[[ Data, beginning ]]

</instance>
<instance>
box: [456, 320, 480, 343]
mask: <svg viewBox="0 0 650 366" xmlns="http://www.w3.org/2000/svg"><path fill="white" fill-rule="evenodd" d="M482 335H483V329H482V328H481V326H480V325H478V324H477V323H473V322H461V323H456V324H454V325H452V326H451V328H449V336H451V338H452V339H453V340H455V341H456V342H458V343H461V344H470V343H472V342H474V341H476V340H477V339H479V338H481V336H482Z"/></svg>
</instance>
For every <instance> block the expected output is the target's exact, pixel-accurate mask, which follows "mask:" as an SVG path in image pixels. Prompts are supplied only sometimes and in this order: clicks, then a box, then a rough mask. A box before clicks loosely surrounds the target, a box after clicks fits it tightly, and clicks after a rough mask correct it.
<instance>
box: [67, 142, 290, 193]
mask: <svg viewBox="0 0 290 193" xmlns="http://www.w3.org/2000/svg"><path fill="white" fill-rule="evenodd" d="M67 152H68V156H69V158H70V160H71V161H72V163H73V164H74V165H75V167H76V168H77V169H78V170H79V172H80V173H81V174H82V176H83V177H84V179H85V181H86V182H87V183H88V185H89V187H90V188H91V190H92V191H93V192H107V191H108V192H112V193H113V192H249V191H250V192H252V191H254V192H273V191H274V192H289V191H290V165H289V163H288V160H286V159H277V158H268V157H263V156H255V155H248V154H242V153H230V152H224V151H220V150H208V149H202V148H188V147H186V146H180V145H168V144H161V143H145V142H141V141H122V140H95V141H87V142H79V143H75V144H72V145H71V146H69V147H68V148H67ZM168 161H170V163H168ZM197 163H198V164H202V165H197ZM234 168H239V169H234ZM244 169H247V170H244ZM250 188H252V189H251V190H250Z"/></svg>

[[ Data, end ]]

Instructions to follow =
Would you reproduce all of the data exactly, without a single alteration?

Output below =
</instance>
<instance>
box: [456, 320, 480, 343]
mask: <svg viewBox="0 0 650 366" xmlns="http://www.w3.org/2000/svg"><path fill="white" fill-rule="evenodd" d="M482 335H483V329H482V328H481V326H480V325H478V324H477V323H473V322H461V323H456V324H454V325H452V326H451V328H449V336H451V338H452V339H453V340H455V341H456V342H458V343H461V344H470V343H472V342H474V341H476V340H477V339H479V338H481V336H482Z"/></svg>
</instance>
For every <instance> block the expected output is the target's exact, pixel-accurate mask, which follows "mask:" as an SVG path in image pixels. Prompts are supplied only sometimes and in this order: clicks, then a box, then a rough mask. A box before clicks loosely surrounds the target, a box after clicks fits it tightly, and clicks after a rough mask correct it.
<instance>
box: [67, 142, 290, 193]
mask: <svg viewBox="0 0 290 193" xmlns="http://www.w3.org/2000/svg"><path fill="white" fill-rule="evenodd" d="M67 152H68V156H69V158H70V160H71V161H72V163H73V164H74V165H75V167H76V168H77V169H78V170H79V172H80V173H81V174H82V176H83V177H84V179H85V181H86V182H87V183H88V185H89V187H90V188H91V190H92V191H93V192H107V191H108V192H112V193H113V192H249V191H250V192H252V191H254V192H273V191H274V192H289V191H290V165H289V163H288V160H286V159H277V158H268V157H263V156H255V155H248V154H242V153H230V152H224V151H220V150H208V149H202V148H188V147H186V146H180V145H168V144H161V143H145V142H141V141H122V140H95V141H87V142H79V143H75V144H72V145H71V146H69V147H68V148H67ZM168 161H170V163H168ZM197 163H198V164H202V165H197ZM234 168H239V169H234ZM244 169H247V170H244ZM250 188H252V189H251V190H250Z"/></svg>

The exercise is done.